## Exercise objective
Copy the entries below, substituting "trailing white tail" for every occurrence of "flowing white tail" and leaving everything else the same.

## Stored entries
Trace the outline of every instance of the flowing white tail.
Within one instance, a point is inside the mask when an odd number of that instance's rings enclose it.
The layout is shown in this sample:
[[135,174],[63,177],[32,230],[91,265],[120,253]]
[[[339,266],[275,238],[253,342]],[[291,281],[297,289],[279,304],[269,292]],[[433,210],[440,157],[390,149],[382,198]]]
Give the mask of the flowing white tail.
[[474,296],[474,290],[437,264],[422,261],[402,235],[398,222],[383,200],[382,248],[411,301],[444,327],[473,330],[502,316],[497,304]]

## Exercise solution
Trace the outline of every instance of the trailing white tail.
Within one instance, a point is inside the mask when an odd number of that instance's rings enclose it.
The layout is shown in this sample:
[[135,174],[63,177],[32,230],[91,265],[120,253]]
[[[339,266],[275,238],[253,342]],[[291,281],[297,289],[279,304],[269,292]],[[433,210],[440,157],[390,149],[382,198]]]
Give the mask of the trailing white tail.
[[474,296],[474,290],[437,264],[422,261],[402,235],[398,222],[383,200],[382,248],[411,301],[444,327],[473,330],[502,316],[497,304]]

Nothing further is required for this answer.